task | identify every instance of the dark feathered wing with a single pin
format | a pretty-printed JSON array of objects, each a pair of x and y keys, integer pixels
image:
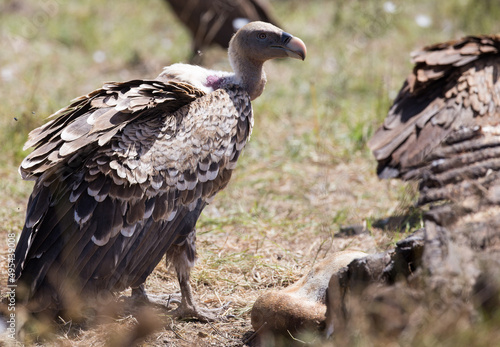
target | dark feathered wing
[
  {"x": 212, "y": 21},
  {"x": 443, "y": 126},
  {"x": 121, "y": 175}
]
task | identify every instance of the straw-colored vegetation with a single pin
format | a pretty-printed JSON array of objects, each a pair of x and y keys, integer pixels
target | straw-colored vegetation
[{"x": 306, "y": 172}]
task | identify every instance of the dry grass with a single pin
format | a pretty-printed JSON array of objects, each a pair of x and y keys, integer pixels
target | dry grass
[{"x": 306, "y": 172}]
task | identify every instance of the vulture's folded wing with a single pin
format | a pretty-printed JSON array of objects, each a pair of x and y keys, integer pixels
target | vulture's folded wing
[
  {"x": 453, "y": 86},
  {"x": 124, "y": 173}
]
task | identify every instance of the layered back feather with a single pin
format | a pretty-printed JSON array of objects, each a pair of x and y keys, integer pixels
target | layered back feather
[
  {"x": 443, "y": 127},
  {"x": 122, "y": 174}
]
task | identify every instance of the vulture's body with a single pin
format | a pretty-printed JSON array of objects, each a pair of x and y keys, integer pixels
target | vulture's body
[
  {"x": 123, "y": 173},
  {"x": 215, "y": 21},
  {"x": 443, "y": 128}
]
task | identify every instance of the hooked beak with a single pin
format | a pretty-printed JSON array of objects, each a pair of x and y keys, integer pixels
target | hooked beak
[{"x": 293, "y": 46}]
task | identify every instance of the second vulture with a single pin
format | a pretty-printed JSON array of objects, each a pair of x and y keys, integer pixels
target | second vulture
[
  {"x": 443, "y": 128},
  {"x": 215, "y": 21},
  {"x": 123, "y": 173}
]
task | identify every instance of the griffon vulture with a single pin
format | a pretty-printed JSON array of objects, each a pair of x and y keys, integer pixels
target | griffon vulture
[
  {"x": 444, "y": 126},
  {"x": 215, "y": 21},
  {"x": 123, "y": 173}
]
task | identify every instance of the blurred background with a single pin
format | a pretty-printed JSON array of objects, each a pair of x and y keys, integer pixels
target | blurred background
[{"x": 305, "y": 178}]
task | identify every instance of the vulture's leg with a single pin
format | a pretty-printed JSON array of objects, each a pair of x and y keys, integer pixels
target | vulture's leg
[{"x": 182, "y": 257}]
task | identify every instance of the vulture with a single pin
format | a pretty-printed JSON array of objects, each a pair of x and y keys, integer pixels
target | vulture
[
  {"x": 215, "y": 21},
  {"x": 444, "y": 126},
  {"x": 123, "y": 173}
]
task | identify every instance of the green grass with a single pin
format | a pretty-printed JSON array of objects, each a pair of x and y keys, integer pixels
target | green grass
[{"x": 306, "y": 172}]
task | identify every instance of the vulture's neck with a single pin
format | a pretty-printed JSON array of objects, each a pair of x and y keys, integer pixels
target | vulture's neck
[{"x": 248, "y": 73}]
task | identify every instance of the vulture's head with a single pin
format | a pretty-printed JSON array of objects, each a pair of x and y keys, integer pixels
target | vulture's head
[
  {"x": 260, "y": 41},
  {"x": 256, "y": 43}
]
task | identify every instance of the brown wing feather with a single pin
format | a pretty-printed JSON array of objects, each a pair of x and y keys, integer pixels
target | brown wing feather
[
  {"x": 104, "y": 216},
  {"x": 453, "y": 85}
]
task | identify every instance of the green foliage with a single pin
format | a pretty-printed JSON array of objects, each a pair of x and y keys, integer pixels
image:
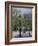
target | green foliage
[{"x": 22, "y": 19}]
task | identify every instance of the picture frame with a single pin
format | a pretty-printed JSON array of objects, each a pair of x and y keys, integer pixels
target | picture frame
[{"x": 28, "y": 9}]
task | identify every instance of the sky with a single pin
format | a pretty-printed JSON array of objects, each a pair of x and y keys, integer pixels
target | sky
[{"x": 24, "y": 10}]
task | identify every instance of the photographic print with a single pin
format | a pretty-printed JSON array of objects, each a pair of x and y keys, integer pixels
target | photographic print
[{"x": 20, "y": 22}]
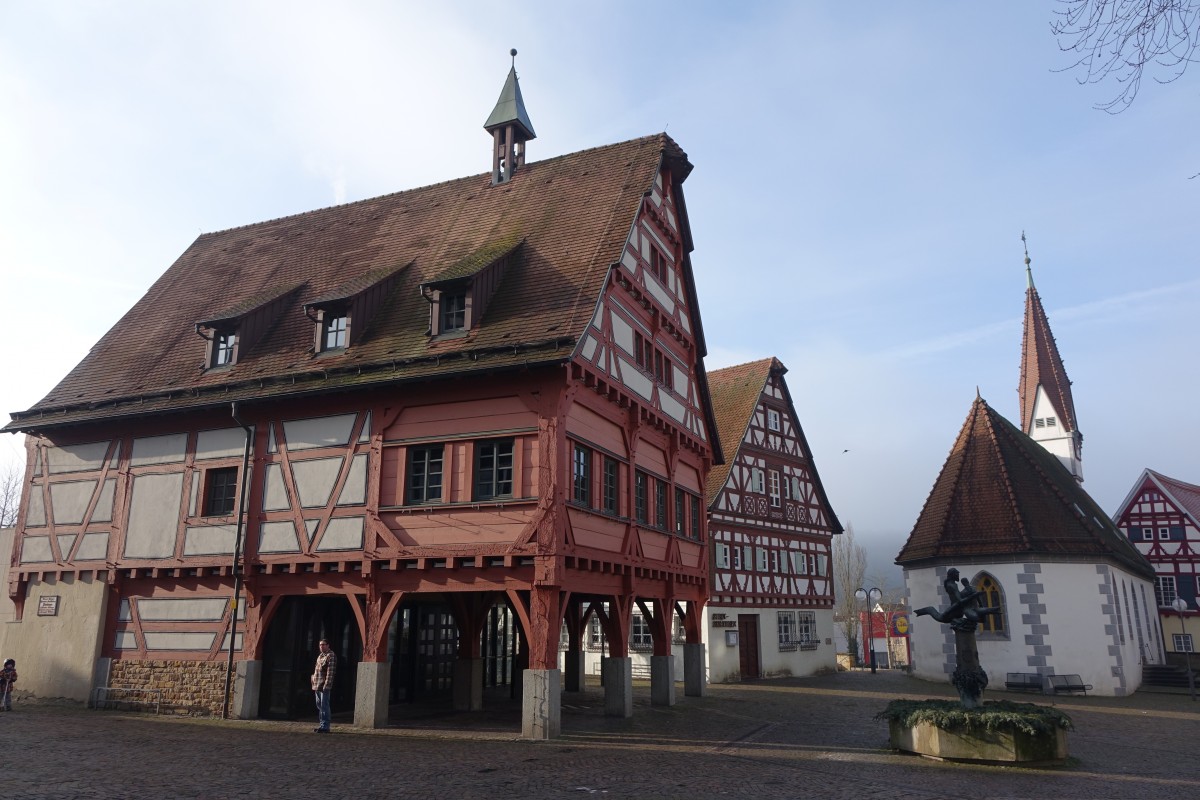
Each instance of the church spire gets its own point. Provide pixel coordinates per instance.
(1048, 409)
(510, 127)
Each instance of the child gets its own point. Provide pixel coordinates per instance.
(7, 678)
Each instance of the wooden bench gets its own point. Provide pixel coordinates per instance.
(1024, 681)
(1068, 684)
(118, 697)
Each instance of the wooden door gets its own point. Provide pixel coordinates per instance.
(748, 645)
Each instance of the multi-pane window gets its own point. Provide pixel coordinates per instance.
(425, 474)
(223, 346)
(786, 630)
(642, 497)
(581, 475)
(335, 326)
(220, 491)
(454, 312)
(611, 486)
(1164, 589)
(493, 469)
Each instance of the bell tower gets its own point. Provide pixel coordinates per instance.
(510, 128)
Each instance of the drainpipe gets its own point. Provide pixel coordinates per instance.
(237, 555)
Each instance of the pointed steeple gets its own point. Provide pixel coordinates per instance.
(1048, 410)
(510, 127)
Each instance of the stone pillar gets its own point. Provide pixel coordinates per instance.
(468, 684)
(618, 686)
(247, 679)
(694, 671)
(371, 695)
(663, 680)
(541, 704)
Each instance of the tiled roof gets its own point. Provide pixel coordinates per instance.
(1041, 364)
(573, 212)
(1001, 495)
(735, 392)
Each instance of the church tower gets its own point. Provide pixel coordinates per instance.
(1048, 411)
(510, 128)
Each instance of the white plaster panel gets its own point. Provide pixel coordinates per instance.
(354, 491)
(279, 537)
(635, 379)
(318, 432)
(159, 450)
(75, 458)
(154, 516)
(208, 540)
(94, 547)
(36, 549)
(315, 480)
(342, 534)
(223, 443)
(622, 334)
(671, 407)
(70, 500)
(275, 498)
(189, 609)
(179, 641)
(103, 510)
(36, 516)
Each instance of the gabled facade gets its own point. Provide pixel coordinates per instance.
(1162, 518)
(772, 527)
(1077, 597)
(415, 425)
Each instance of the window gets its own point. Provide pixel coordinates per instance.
(582, 475)
(334, 328)
(425, 474)
(611, 486)
(225, 347)
(453, 308)
(1164, 589)
(493, 469)
(220, 491)
(641, 497)
(786, 630)
(681, 512)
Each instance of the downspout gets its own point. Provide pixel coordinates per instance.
(237, 555)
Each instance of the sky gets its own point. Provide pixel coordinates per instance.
(863, 175)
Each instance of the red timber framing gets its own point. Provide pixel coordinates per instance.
(459, 489)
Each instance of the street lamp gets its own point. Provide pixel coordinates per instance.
(869, 595)
(1181, 606)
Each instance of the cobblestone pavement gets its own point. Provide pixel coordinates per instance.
(791, 738)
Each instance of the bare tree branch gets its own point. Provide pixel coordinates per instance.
(1120, 38)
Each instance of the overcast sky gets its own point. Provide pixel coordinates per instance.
(863, 175)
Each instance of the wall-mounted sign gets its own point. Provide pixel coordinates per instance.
(48, 606)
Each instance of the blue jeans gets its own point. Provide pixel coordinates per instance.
(323, 708)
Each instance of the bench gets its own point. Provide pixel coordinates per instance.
(109, 697)
(1024, 681)
(1068, 684)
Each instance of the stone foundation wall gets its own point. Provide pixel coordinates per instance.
(189, 687)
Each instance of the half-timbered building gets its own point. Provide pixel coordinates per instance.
(431, 427)
(1162, 518)
(771, 527)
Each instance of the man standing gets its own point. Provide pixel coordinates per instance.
(323, 684)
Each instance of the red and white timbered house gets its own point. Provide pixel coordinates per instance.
(436, 427)
(772, 527)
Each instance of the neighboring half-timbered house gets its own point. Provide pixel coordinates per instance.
(772, 527)
(431, 427)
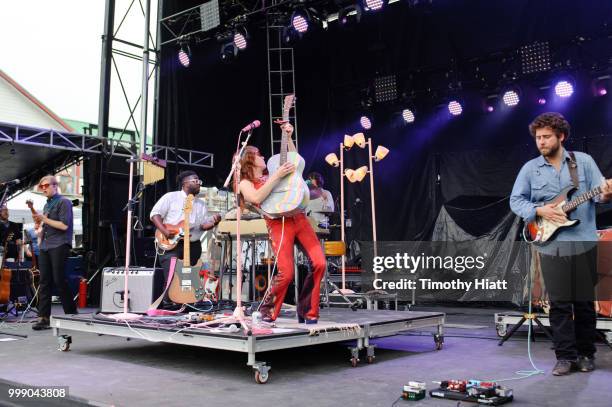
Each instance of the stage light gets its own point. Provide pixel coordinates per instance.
(374, 4)
(359, 139)
(511, 98)
(299, 23)
(564, 89)
(350, 15)
(408, 116)
(365, 122)
(229, 52)
(332, 159)
(240, 40)
(601, 85)
(360, 173)
(381, 152)
(455, 108)
(184, 55)
(348, 141)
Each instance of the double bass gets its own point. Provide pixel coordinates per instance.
(5, 275)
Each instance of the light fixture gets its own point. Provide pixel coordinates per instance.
(511, 98)
(381, 152)
(408, 116)
(359, 139)
(564, 89)
(455, 108)
(350, 15)
(184, 55)
(373, 4)
(365, 122)
(348, 141)
(350, 175)
(332, 159)
(360, 173)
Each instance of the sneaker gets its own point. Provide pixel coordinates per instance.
(586, 364)
(563, 367)
(42, 323)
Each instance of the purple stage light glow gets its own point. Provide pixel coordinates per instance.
(408, 116)
(564, 89)
(239, 41)
(365, 123)
(374, 4)
(511, 98)
(184, 58)
(455, 108)
(299, 23)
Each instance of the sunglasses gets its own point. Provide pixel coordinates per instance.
(195, 181)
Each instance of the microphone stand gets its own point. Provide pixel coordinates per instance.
(238, 316)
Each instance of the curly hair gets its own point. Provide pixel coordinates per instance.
(554, 120)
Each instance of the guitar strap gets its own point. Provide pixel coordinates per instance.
(573, 168)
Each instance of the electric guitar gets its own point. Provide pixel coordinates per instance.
(541, 231)
(191, 284)
(291, 194)
(5, 274)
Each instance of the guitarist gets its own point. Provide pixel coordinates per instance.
(169, 211)
(569, 262)
(6, 227)
(255, 187)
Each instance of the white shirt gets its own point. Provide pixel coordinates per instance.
(170, 208)
(325, 203)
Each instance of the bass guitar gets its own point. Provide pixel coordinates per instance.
(5, 275)
(191, 284)
(291, 194)
(541, 231)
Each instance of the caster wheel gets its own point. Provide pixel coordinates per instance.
(261, 378)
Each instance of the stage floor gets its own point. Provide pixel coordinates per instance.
(335, 325)
(113, 371)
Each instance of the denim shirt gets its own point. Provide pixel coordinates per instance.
(539, 182)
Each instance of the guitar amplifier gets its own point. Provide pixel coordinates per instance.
(144, 285)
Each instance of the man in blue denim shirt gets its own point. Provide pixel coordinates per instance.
(570, 259)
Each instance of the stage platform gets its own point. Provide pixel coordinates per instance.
(335, 325)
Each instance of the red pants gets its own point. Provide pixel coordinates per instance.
(296, 227)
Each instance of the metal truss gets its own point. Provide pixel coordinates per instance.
(90, 144)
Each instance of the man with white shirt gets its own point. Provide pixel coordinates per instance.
(169, 210)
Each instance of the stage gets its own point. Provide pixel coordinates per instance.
(108, 370)
(335, 325)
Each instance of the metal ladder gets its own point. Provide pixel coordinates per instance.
(281, 78)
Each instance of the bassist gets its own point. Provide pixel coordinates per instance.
(169, 211)
(568, 261)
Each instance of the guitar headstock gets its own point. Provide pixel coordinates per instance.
(287, 105)
(188, 204)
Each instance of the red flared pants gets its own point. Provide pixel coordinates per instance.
(296, 228)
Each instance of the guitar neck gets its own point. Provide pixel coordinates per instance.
(186, 241)
(580, 199)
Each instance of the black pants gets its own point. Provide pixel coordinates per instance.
(51, 264)
(195, 253)
(570, 283)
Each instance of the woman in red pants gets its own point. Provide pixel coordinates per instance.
(255, 186)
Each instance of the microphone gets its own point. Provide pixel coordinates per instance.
(255, 124)
(9, 183)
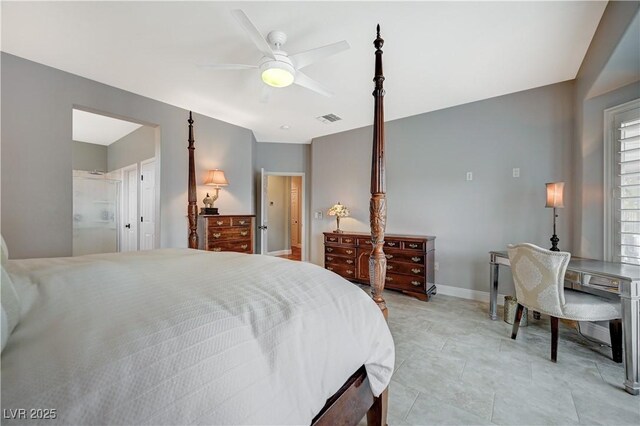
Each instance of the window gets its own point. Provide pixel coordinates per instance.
(622, 168)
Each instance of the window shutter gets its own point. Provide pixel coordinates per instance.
(627, 194)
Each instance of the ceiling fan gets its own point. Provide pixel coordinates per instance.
(277, 67)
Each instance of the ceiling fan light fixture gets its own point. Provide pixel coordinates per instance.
(278, 74)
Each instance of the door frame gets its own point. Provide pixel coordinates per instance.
(303, 217)
(156, 199)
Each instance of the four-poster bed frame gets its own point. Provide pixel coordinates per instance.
(354, 399)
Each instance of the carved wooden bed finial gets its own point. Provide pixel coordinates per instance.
(192, 208)
(378, 203)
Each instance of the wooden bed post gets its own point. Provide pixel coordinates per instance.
(377, 414)
(192, 208)
(378, 203)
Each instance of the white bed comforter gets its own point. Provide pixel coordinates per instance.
(180, 336)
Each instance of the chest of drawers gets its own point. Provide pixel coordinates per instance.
(228, 233)
(410, 260)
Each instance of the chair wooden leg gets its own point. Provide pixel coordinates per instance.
(516, 321)
(554, 339)
(615, 331)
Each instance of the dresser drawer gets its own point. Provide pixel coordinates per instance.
(348, 272)
(339, 261)
(218, 221)
(405, 268)
(400, 256)
(228, 233)
(404, 282)
(243, 246)
(240, 221)
(341, 251)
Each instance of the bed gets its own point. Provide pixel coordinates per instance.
(182, 336)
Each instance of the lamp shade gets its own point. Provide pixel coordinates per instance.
(555, 194)
(338, 210)
(216, 178)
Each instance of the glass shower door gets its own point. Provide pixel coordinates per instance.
(95, 213)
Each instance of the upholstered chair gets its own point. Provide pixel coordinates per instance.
(538, 276)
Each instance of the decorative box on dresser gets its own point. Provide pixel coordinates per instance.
(228, 233)
(410, 260)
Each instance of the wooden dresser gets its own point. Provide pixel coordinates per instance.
(229, 233)
(410, 266)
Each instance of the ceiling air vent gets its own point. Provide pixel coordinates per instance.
(329, 118)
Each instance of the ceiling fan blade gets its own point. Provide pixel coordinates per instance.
(227, 66)
(306, 81)
(253, 33)
(302, 59)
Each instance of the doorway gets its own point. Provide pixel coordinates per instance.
(115, 195)
(282, 215)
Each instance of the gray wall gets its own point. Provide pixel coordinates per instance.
(427, 159)
(135, 147)
(36, 141)
(284, 157)
(88, 156)
(279, 188)
(588, 158)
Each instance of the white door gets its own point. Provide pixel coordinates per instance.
(295, 220)
(147, 205)
(129, 224)
(263, 212)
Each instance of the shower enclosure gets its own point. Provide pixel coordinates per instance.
(96, 213)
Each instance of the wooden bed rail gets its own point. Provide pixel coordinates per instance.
(192, 208)
(378, 203)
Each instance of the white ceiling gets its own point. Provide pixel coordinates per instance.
(99, 129)
(437, 54)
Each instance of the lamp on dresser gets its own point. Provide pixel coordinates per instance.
(555, 194)
(216, 179)
(338, 210)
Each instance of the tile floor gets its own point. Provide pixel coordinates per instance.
(454, 366)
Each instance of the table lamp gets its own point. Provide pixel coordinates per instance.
(555, 194)
(338, 210)
(216, 179)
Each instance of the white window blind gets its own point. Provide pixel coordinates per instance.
(626, 236)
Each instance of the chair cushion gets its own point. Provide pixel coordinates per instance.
(587, 307)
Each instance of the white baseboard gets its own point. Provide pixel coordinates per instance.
(595, 331)
(465, 293)
(280, 253)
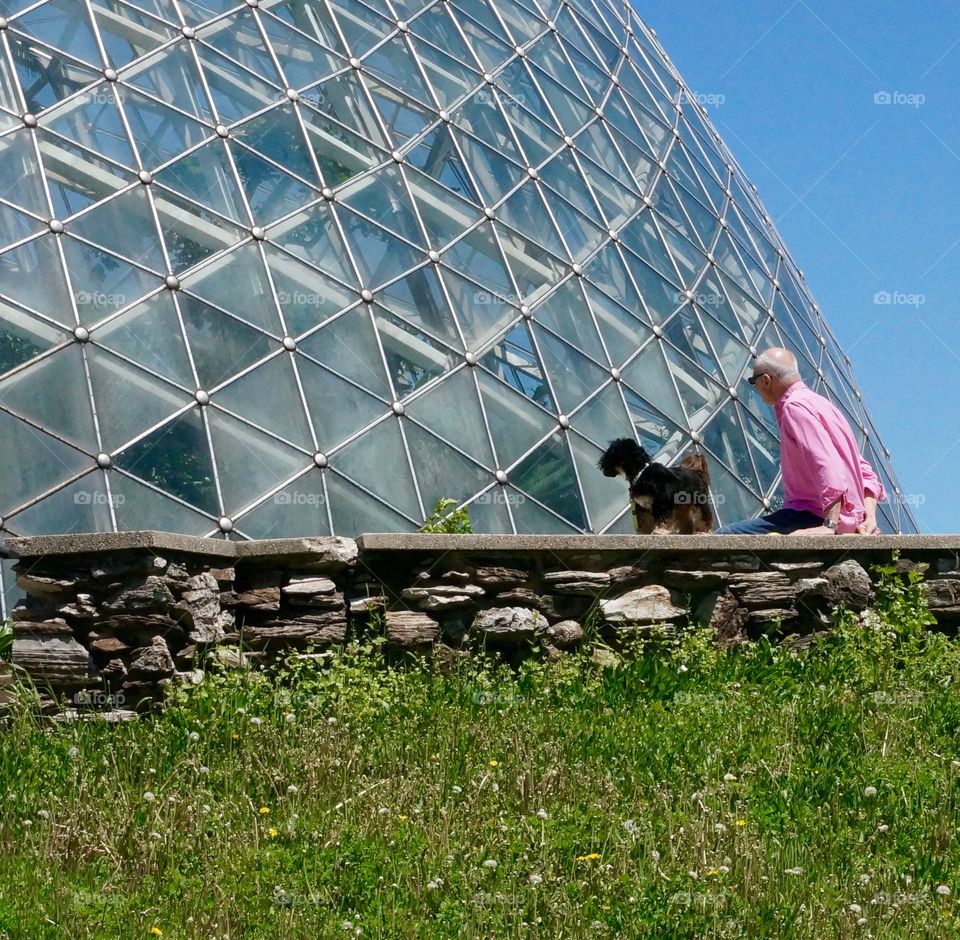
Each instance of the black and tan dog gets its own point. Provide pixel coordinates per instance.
(665, 500)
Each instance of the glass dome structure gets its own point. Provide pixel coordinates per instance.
(307, 266)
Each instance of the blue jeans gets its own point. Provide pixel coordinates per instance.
(783, 521)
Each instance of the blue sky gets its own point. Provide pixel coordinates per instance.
(865, 195)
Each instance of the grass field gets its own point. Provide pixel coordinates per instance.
(677, 790)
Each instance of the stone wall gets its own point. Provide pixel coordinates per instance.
(113, 621)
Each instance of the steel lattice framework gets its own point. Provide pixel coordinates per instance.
(306, 266)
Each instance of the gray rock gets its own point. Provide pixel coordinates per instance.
(494, 578)
(409, 629)
(566, 634)
(508, 625)
(152, 662)
(848, 584)
(645, 605)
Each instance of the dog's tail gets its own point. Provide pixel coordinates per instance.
(697, 463)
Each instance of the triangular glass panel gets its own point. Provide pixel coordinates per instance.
(142, 508)
(649, 376)
(45, 75)
(338, 408)
(364, 459)
(441, 471)
(248, 463)
(102, 283)
(515, 424)
(124, 226)
(383, 198)
(419, 299)
(206, 177)
(313, 236)
(301, 59)
(149, 334)
(237, 281)
(160, 132)
(20, 176)
(348, 345)
(24, 337)
(379, 255)
(128, 33)
(172, 77)
(306, 296)
(93, 120)
(236, 91)
(566, 313)
(52, 393)
(355, 511)
(494, 176)
(278, 135)
(32, 276)
(129, 400)
(270, 192)
(622, 332)
(269, 397)
(413, 358)
(310, 17)
(82, 506)
(59, 23)
(221, 345)
(452, 410)
(573, 376)
(32, 462)
(549, 477)
(437, 156)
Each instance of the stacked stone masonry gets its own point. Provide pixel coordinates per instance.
(115, 621)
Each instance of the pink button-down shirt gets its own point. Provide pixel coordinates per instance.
(820, 459)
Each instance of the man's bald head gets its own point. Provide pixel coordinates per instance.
(781, 364)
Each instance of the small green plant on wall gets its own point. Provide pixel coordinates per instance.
(447, 519)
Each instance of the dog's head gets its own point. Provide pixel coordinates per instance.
(624, 456)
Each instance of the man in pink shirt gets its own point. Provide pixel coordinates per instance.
(827, 485)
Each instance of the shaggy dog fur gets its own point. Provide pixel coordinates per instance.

PROBLEM:
Each line from the one containing "Each instance of the dog's head" through the last line of the entries above is to be returned exactly, and no others.

YOUR RESPONSE:
Each instance of the dog's head gets its own point. Provide pixel coordinates per instance.
(624, 456)
Each instance of the man in pink shirt gets its own point. Provide pixel coordinates per instance.
(827, 485)
Each instance of the shaggy dog fur gets its own point. Provide pixel coordinates per instance.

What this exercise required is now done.